Labeled-object pointing entries:

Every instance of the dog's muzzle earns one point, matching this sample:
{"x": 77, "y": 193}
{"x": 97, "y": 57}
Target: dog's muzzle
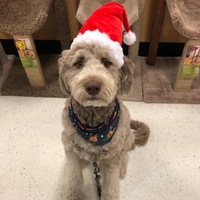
{"x": 93, "y": 87}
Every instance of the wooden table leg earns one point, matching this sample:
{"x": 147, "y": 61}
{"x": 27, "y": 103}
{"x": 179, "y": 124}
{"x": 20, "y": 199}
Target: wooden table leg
{"x": 30, "y": 60}
{"x": 156, "y": 31}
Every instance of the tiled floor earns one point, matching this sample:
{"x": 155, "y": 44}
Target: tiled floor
{"x": 32, "y": 160}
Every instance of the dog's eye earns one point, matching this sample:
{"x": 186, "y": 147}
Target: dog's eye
{"x": 79, "y": 64}
{"x": 106, "y": 63}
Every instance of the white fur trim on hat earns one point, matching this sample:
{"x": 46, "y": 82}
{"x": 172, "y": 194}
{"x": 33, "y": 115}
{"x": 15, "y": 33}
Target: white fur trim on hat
{"x": 115, "y": 49}
{"x": 129, "y": 38}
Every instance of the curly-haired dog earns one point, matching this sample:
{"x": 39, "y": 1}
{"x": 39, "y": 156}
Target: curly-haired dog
{"x": 92, "y": 77}
{"x": 97, "y": 126}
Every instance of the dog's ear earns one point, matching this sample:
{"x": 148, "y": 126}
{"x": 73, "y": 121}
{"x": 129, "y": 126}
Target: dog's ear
{"x": 61, "y": 65}
{"x": 126, "y": 77}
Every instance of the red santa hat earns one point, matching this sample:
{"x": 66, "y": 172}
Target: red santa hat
{"x": 104, "y": 27}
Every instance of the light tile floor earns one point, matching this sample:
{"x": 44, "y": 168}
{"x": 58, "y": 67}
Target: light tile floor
{"x": 32, "y": 160}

PROBLEM DESCRIPTION:
Please rescale the rows starting at the line that contains "Every instance of the dog's ear" and continuing through the end of the rows. Reproduce every line, request lines included, and multiply each coordinate in the answers by 1.8, rounding to whole numbers with halves going up.

ANSWER:
Every instance of the dog's ear earns one point, matching this sample:
{"x": 148, "y": 126}
{"x": 73, "y": 121}
{"x": 129, "y": 126}
Target: dog's ear
{"x": 110, "y": 117}
{"x": 227, "y": 139}
Every instance of the red santa hat earns one point, matching this sample:
{"x": 66, "y": 172}
Target: red santa hat
{"x": 187, "y": 49}
Every instance of the light tile floor earns one point, matching this sample:
{"x": 44, "y": 168}
{"x": 58, "y": 67}
Target: light tile floor
{"x": 58, "y": 288}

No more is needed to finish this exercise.